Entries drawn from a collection
▬▬▬
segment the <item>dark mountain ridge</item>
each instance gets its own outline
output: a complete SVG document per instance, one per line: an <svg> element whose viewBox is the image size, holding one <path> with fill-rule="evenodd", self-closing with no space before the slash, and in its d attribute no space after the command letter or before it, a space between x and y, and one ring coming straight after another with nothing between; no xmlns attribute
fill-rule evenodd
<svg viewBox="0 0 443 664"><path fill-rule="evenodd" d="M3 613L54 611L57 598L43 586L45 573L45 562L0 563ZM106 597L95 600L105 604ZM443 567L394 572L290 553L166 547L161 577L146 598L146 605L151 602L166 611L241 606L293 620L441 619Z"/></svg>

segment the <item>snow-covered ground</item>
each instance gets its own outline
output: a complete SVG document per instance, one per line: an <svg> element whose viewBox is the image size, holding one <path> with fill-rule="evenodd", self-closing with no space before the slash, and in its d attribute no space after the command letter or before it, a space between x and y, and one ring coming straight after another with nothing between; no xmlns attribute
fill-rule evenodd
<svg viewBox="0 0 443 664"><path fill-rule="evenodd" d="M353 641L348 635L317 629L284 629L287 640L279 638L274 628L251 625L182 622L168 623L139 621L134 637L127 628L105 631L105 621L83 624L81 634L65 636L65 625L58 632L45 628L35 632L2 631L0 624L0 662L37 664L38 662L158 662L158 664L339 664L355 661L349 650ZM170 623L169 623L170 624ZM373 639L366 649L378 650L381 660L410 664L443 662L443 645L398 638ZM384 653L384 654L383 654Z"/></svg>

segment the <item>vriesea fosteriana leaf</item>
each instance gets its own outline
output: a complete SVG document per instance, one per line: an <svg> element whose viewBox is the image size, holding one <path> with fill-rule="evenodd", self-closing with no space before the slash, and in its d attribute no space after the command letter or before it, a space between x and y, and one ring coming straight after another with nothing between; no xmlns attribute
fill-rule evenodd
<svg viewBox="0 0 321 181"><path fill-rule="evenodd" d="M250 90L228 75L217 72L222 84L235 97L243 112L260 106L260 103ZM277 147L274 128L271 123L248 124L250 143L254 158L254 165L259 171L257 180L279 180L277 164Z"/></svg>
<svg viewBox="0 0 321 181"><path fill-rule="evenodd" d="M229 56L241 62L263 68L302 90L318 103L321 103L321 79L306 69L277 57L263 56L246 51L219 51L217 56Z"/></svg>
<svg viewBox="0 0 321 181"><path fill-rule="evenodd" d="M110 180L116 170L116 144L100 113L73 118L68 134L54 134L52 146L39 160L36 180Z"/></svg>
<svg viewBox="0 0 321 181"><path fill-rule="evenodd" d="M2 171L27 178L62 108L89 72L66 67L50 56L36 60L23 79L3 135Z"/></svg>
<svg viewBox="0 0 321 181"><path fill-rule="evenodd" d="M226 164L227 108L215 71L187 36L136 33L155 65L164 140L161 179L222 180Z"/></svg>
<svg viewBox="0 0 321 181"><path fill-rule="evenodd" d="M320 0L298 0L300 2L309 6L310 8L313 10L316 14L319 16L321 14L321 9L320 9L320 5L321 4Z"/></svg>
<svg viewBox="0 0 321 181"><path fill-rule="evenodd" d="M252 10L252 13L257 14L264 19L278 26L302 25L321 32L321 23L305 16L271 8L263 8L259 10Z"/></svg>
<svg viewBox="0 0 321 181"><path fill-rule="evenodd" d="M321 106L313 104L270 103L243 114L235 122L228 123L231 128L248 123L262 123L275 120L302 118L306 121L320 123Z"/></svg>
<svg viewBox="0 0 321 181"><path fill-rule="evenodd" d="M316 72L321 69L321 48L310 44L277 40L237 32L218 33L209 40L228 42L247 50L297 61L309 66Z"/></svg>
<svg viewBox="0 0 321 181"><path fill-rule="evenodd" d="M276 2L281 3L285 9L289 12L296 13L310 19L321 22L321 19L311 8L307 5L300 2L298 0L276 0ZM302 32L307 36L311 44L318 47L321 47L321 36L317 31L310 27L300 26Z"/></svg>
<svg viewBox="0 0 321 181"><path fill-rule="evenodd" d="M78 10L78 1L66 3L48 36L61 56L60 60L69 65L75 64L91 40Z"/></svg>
▬▬▬
Goal: Tally how many lines of the records contain the string "item", and reply with that number alone.

Response: 3